[START]

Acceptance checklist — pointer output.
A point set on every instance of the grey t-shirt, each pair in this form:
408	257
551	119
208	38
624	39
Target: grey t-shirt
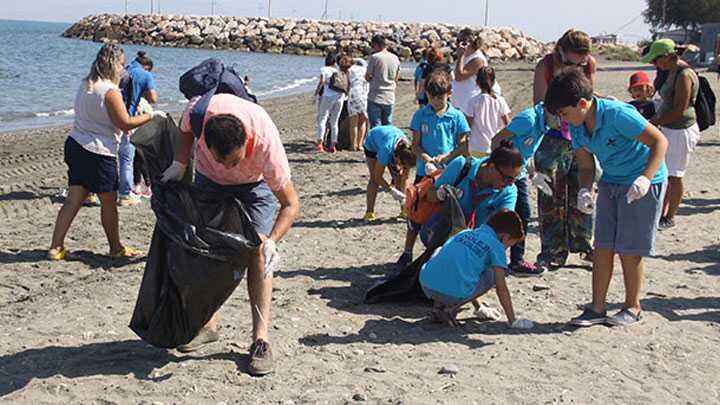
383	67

[END]

» **Exercise description**: Can you lay out every line of the listing above as a Markdown table with the columns "Row" and "Line," numbering each row, skipping blank lines, and leaving the pictures out?

» **Exercise response**:
| Row | Line |
|---|---|
| 1 | Acceptance checklist — pointer output. |
| 2 | A point set on every instance of the grey t-shirt, each pair in this form: |
| 3 | 408	257 |
| 4 | 551	119 |
| 5 | 208	38 |
| 6 | 624	39 |
| 7 | Target: grey t-shirt |
| 8 | 383	67 |